(Selected passage begins)

Stop the presses – we know when Princess Kate is going to give birth. Or do we? Actually the only time we can ever be certain of when a baby is going to arrive is if there is a scheduled caesarean, and there is no denying that in some cases that is a positive thing. However, I have come to really loathe the concept of the 40-week due date for a number of reasons:
Firstly, it seems such an arbitrary figure to pluck out of the air. In medical terms a baby is believed to have reached full-term from 37 weeks gestation … and anything up to 42 weeks is considered absolutely normal. In France the “due date” is given as 41 weeks, so our international friends cannot agree with us. As a birth doula I tend to go on-call from 38 weeks, but I make sure that all the women I support are aware that the majority (65%) of first-time Mums (primips) go past 40 weeks.
Secondly, the due date is calculated on a woman’s menstrual pattern and I haven’t met many women who have clockwork 28 day cycle. Similarly, the use of ultrasound scans (a subject I might return to in a future post) are notoriously inaccurate. A client of mine was bullied in to having an induction because she had reached 42 weeks, when she knew exactly when she had conceived her baby and by her estimation the baby wasn’t “due” for at least another couple of weeks.
We need to consider the power of language – if we are told to expect our babies around a particular date then it breeds the notion that our baby is “late”, or “overdue” if we go past that particular date. We start to doubt our body’s ability to do what it is meant to do at the time when the baby is ready to be born. And, critically, that starts to affect our hormone levels – adrenaline surges as women become anxious, fearful and apprehensive that they are heading towards induction. The presence of adrenaline in the body of a woman close to giving birth suppresses her oxytocin and endorphin production, the two hormones most needed for birthing babies calmly, happily and well. We have to question the psychological impact of language and the unnecessary damage that is being done to women.
Why can’t we change the way we look at talking to women about when their babies might arrive? If we need to have any guideline to go by then why don’t we have a “best before” date of 42 weeks, whilst recognising that some women will gestate for 43 or even 44 weeks. A recent AIMS journal (AIMS is the Association for Improvements in Maternity Services in the UK and is a fantastic organisation) revealed that medics talking to women in late stages of pregnancy will often “play the dead baby card”, putting fear into the mother that if she doesn’t opt for induction she will put her baby’s life at risk. When I read that I was in total shock, and I have to say, sadly, it isn’t the first time I have heard that argument. The women I support are responsible, educated and intelligent – they are capable of making an informed choice based on their own body, baby and pregnancy, using evidence-based information to support their decision. We have to accept that induction is not without risk, as much as women going well past their “due date” carries risk. Let’s not breed more fear.
So, Kate might well give birth in mid July, as the papers have speculated, but she could easily give birth in late June or even in early August. Let’s not pressurise the poor girl any more than necessary, and allow her body to do what it will naturally do.

(Selected passage ends)

**Tasks to carry out**
• 1. Copy the due-date post word for word, starting at "Secondly, the due" and ending at "couple of weeks.".
• 2. In the due-date post, at how many weeks is the "due date" given in France?

(Entries supplied begins)

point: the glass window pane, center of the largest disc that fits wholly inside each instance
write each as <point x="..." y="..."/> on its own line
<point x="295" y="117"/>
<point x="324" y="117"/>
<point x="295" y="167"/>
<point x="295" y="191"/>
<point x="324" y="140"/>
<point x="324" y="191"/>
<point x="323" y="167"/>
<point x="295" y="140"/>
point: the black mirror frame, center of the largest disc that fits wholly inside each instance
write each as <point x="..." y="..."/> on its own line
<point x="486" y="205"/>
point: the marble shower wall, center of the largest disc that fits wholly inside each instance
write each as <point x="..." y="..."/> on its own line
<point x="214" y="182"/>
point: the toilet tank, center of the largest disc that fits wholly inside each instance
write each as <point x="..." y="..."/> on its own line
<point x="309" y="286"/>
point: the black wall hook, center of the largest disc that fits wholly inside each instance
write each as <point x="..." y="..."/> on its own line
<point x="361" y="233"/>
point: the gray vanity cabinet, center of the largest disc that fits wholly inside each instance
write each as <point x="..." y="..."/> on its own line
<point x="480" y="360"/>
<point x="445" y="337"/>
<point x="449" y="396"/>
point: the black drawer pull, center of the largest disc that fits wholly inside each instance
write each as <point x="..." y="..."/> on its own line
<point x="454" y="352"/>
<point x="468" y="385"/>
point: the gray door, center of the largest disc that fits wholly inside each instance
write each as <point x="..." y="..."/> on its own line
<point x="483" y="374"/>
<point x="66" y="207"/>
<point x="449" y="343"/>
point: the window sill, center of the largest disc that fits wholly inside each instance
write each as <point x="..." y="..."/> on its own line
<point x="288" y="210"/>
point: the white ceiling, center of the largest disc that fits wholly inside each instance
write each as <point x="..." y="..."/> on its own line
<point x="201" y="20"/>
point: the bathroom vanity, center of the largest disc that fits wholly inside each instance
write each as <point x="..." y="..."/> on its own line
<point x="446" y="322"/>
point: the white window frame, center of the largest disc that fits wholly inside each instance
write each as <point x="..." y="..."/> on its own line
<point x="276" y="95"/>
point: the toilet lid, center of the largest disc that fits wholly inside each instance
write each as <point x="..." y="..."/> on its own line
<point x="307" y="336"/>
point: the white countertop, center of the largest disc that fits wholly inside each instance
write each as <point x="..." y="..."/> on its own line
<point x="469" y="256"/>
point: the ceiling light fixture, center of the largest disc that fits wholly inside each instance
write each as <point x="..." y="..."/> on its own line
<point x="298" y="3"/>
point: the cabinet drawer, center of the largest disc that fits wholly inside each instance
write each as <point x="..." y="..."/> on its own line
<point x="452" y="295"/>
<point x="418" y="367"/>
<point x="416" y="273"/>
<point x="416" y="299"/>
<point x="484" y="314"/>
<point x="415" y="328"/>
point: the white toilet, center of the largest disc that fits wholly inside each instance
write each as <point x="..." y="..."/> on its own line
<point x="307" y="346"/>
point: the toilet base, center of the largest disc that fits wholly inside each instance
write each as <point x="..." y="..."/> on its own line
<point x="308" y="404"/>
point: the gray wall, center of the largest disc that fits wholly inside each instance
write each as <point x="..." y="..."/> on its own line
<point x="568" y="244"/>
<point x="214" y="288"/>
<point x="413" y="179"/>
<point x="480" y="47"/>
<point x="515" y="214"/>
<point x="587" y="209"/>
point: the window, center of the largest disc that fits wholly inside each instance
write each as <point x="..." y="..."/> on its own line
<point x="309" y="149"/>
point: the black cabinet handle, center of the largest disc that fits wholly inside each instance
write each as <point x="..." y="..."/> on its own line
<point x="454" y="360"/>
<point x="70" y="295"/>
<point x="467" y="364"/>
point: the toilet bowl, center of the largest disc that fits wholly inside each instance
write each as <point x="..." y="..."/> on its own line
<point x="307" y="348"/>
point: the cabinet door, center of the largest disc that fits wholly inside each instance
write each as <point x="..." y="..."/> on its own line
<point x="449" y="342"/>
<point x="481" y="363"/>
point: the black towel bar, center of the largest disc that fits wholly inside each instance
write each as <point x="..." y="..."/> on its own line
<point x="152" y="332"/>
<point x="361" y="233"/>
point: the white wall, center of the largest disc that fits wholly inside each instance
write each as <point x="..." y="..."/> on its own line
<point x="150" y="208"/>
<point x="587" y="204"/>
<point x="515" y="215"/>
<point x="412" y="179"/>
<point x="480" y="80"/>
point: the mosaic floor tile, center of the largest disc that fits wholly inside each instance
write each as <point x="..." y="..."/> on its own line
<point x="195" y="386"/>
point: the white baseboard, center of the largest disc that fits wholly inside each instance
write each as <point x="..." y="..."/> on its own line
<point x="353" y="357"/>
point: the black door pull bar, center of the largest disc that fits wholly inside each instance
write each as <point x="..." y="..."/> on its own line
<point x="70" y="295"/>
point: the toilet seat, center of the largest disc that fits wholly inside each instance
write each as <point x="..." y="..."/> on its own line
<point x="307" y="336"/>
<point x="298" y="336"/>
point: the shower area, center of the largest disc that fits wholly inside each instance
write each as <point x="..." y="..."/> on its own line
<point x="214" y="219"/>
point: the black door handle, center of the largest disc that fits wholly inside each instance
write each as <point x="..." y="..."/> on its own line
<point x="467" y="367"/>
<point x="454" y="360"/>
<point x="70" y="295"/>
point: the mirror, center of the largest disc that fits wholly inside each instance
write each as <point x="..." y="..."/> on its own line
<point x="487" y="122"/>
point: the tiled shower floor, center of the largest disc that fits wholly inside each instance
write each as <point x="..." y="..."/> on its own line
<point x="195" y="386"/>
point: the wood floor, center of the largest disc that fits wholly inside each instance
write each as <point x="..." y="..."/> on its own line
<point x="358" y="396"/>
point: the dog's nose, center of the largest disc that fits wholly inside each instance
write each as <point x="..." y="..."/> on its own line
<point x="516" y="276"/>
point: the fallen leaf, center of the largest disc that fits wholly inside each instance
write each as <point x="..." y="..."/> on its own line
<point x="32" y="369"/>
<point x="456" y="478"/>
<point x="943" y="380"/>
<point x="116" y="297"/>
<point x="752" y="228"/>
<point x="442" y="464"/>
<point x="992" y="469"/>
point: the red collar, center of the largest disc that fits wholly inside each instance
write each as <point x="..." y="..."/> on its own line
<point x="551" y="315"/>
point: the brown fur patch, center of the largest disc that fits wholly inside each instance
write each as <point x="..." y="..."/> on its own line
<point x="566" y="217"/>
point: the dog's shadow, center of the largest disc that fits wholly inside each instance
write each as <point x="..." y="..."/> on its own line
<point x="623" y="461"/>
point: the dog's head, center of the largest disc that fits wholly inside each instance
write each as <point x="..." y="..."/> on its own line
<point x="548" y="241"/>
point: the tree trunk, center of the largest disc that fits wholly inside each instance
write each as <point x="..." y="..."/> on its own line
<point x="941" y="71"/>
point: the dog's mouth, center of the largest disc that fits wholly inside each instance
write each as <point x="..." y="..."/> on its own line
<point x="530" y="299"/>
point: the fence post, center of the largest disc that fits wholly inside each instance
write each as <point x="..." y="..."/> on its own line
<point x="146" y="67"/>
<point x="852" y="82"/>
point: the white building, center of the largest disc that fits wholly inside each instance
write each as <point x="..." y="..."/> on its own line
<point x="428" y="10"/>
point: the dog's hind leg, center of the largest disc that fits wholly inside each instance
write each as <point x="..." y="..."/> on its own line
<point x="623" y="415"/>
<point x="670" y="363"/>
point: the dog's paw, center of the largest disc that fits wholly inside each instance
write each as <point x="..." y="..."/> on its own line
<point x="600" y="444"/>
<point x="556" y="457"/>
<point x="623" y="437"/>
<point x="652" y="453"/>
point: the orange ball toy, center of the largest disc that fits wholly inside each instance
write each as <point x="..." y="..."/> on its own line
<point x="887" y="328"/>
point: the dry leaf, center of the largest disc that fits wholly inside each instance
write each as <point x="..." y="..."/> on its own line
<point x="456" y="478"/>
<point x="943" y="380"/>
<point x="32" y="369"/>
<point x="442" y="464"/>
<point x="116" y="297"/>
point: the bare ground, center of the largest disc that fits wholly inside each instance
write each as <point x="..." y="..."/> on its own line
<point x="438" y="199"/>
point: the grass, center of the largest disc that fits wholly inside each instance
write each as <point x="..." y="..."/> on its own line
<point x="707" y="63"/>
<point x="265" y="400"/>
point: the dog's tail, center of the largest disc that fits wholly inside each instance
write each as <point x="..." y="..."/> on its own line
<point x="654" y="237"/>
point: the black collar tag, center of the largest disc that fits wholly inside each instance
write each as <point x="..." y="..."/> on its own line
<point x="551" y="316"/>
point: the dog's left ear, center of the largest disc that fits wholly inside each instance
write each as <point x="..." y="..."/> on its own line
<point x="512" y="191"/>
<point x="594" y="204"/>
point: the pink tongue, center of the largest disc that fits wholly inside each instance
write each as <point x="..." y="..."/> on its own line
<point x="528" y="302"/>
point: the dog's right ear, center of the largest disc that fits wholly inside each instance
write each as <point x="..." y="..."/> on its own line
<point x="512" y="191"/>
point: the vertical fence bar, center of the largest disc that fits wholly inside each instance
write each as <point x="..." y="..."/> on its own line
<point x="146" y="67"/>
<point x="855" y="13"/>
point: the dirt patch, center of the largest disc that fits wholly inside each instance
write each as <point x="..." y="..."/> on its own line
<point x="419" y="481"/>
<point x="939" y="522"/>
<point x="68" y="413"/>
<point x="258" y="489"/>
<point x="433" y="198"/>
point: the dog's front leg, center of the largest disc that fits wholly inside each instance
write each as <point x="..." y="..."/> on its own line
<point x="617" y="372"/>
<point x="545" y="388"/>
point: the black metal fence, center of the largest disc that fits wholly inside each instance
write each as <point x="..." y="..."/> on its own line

(Entries supplied ends)

**Results of the exercise**
• 1.
Secondly, the due date is calculated on a woman’s menstrual pattern and I haven’t met many women who have clockwork 28 day cycle. Similarly, the use of ultrasound scans (a subject I might return to in a future post) are notoriously inaccurate. A client of mine was bullied in to having an induction because she had reached 42 weeks, when she knew exactly when she had conceived her baby and by her estimation the baby wasn’t “due” for at least another couple of weeks.

• 2. 41 weeks.